▸ What the task asks: Pick out every line in the listing below that contains the word "white", and copy each of those lines.

▸ Record extracts:
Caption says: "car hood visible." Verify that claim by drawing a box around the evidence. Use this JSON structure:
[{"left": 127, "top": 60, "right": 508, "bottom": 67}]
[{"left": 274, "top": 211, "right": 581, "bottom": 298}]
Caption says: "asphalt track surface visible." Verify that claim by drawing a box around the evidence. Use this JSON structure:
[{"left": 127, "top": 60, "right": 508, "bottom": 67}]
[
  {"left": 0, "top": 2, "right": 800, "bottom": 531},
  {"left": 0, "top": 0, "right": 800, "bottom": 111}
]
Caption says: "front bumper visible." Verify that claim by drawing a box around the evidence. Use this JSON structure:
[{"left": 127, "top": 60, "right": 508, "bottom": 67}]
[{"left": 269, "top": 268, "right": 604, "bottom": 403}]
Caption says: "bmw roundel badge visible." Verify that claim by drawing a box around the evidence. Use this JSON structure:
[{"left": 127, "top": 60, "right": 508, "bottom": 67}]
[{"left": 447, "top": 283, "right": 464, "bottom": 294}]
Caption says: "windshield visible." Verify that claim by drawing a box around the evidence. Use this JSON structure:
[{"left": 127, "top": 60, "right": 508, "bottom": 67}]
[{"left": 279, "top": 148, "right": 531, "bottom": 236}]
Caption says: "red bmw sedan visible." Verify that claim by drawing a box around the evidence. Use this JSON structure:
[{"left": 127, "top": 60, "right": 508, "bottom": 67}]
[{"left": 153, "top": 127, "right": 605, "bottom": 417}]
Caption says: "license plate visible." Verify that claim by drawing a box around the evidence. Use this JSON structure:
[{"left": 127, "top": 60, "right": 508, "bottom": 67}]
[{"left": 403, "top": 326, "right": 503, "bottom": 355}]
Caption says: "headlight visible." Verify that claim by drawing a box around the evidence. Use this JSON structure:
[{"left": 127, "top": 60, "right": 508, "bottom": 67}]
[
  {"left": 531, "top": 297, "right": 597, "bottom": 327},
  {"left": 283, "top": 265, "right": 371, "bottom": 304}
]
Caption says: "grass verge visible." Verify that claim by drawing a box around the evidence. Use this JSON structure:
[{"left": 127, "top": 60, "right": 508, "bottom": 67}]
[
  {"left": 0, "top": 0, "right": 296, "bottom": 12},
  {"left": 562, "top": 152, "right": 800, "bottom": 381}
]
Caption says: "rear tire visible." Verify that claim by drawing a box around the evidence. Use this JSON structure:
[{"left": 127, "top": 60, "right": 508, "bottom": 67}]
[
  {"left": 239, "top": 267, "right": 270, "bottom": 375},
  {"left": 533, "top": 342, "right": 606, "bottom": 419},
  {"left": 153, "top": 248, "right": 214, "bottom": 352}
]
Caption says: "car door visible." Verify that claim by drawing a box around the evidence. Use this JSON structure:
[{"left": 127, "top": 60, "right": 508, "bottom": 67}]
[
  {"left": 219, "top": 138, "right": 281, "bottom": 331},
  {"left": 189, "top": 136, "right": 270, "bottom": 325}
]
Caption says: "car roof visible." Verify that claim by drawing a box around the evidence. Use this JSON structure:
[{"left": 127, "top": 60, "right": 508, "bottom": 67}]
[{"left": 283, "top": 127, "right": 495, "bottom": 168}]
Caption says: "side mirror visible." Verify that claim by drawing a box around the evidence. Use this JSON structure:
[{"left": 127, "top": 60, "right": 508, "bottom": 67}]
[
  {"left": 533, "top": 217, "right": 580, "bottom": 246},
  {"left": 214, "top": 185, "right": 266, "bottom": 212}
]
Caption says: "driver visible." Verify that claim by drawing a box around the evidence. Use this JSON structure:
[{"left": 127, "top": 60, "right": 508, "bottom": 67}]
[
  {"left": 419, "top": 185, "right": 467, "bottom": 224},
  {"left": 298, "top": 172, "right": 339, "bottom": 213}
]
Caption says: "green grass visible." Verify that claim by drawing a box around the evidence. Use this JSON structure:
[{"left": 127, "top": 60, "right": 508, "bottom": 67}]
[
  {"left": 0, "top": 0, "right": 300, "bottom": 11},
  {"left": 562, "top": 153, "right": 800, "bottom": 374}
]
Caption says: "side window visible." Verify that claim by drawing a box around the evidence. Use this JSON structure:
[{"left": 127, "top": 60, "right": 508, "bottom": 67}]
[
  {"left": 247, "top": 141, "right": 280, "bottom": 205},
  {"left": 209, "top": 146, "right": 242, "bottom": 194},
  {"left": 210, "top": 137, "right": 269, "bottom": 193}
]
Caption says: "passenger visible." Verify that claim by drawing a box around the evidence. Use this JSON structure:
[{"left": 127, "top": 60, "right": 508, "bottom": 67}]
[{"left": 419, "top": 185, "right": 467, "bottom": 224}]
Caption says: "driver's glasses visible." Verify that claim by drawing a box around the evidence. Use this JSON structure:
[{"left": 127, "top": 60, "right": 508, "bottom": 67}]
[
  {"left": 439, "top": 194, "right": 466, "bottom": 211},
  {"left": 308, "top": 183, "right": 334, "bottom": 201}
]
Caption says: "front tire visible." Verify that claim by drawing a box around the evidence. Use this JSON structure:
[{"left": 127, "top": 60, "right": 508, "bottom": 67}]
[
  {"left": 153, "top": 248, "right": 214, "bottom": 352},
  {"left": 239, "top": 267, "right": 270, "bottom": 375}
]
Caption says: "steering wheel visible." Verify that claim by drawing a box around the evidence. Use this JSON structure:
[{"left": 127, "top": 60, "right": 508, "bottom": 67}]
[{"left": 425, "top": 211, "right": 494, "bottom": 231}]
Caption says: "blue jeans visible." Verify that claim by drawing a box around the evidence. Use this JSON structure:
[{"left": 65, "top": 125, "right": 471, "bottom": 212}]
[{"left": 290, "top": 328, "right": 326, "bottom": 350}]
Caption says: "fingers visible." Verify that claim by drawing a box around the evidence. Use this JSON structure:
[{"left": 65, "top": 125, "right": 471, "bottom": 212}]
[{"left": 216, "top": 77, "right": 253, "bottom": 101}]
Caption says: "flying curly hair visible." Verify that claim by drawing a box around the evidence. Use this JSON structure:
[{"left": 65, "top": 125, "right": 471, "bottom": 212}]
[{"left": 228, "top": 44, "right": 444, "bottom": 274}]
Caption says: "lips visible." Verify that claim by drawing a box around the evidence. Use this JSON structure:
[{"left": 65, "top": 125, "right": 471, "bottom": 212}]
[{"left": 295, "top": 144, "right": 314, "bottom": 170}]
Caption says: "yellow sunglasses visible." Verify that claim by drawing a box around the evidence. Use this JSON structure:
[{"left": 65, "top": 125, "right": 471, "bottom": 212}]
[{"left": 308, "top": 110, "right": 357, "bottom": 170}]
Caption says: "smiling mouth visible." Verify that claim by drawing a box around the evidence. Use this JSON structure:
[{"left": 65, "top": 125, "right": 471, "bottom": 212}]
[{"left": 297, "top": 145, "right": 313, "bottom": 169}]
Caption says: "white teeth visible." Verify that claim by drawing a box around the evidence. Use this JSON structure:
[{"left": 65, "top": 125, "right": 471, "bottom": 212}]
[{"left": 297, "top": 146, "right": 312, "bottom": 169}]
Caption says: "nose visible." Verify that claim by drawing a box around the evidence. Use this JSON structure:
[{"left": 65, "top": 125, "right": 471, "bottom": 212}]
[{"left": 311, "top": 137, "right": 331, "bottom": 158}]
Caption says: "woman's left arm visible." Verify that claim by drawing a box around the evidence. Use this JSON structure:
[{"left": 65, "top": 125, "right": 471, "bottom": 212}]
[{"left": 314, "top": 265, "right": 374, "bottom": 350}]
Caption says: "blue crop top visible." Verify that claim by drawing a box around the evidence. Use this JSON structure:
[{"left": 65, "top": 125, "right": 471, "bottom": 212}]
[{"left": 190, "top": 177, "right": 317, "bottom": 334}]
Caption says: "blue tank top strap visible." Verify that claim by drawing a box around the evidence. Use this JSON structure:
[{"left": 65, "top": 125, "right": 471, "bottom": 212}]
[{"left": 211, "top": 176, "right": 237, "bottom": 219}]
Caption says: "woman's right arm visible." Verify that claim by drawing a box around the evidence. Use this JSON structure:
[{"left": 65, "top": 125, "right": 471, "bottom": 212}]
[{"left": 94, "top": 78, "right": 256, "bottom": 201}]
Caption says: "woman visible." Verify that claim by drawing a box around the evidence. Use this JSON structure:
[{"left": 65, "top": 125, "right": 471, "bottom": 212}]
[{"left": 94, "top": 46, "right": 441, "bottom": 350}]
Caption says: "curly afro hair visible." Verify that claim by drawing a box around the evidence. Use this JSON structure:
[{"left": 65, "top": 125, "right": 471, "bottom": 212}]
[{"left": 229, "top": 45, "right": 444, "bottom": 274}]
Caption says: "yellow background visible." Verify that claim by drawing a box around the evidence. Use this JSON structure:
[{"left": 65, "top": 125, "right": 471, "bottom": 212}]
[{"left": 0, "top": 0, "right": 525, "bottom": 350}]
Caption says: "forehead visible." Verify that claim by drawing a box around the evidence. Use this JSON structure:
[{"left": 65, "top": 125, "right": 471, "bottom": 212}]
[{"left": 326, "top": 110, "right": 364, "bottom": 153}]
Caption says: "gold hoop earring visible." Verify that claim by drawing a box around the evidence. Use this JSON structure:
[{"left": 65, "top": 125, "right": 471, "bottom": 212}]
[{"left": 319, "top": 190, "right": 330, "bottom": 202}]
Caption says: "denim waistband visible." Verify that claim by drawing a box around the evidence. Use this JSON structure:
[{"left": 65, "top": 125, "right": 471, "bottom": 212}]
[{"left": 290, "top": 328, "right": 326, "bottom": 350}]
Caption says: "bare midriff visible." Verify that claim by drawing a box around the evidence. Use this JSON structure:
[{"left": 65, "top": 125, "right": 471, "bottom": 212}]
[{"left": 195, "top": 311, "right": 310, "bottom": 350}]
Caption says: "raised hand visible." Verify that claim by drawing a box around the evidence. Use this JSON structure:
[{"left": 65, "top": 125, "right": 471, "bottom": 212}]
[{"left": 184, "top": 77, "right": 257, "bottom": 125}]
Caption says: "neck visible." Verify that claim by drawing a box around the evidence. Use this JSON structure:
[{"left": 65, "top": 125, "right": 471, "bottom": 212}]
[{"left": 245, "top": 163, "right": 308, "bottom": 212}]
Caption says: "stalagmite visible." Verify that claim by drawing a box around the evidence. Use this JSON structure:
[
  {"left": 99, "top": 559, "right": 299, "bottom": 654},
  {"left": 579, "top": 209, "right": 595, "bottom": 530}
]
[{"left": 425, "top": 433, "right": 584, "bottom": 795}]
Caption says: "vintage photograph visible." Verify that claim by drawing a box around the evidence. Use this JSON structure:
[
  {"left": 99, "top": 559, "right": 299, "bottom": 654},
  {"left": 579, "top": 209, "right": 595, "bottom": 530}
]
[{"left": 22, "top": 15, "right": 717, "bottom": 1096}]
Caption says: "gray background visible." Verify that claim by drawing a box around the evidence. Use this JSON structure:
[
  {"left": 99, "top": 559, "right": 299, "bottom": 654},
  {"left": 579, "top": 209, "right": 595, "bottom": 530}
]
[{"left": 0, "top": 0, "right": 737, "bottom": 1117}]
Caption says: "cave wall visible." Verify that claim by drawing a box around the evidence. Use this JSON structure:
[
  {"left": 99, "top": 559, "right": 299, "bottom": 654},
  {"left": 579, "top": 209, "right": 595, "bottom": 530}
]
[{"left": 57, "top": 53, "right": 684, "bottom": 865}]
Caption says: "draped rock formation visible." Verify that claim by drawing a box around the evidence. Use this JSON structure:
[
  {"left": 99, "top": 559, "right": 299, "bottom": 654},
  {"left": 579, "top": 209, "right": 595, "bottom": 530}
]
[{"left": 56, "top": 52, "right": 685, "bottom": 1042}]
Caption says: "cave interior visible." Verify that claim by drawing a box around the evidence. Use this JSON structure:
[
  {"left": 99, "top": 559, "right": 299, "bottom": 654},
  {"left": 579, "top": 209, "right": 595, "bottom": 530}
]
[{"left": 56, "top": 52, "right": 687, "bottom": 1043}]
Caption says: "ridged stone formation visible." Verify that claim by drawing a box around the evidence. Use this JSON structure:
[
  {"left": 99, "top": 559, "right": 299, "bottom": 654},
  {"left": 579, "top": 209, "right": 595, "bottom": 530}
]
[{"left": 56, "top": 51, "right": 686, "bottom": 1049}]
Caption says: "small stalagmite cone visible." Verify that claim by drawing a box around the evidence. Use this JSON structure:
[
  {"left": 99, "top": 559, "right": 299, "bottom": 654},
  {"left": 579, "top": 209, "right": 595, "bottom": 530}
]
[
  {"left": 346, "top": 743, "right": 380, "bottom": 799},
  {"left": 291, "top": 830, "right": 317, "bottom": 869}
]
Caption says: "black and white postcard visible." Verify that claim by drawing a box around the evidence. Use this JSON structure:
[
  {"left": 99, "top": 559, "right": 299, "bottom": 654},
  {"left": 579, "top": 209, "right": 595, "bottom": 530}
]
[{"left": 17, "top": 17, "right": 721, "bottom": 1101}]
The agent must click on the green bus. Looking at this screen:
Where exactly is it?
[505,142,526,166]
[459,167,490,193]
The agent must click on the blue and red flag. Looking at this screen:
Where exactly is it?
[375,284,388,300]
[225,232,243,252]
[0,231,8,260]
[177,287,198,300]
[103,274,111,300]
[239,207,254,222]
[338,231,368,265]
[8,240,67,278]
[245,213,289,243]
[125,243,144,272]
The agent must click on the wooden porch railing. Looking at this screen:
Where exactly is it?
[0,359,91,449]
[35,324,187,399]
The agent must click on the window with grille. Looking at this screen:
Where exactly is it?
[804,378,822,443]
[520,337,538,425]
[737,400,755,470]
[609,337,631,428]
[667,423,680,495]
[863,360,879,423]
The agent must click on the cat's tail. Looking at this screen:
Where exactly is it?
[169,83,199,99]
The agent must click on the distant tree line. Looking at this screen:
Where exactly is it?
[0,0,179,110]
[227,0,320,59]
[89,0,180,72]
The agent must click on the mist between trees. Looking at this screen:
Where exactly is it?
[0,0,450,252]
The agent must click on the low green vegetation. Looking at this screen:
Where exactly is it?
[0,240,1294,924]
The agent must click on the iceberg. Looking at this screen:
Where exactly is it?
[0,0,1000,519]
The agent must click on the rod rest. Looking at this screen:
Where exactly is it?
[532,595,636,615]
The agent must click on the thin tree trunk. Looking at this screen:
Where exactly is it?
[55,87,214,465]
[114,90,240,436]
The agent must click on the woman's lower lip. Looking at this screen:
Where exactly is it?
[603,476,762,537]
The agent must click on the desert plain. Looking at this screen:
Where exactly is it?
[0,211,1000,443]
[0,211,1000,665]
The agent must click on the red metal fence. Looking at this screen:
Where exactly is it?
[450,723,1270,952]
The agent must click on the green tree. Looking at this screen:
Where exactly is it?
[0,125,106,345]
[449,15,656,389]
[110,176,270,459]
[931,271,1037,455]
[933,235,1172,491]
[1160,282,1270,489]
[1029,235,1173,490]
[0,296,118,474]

▸ Response to the task:
Caption says: "white teeth visible." Verify that claim by drawing a box around the evidence. Use this JSON structure:
Caption says: "black and white postcard visible." Verify that claim by drawing a box around the evidence. Use this JSON structure:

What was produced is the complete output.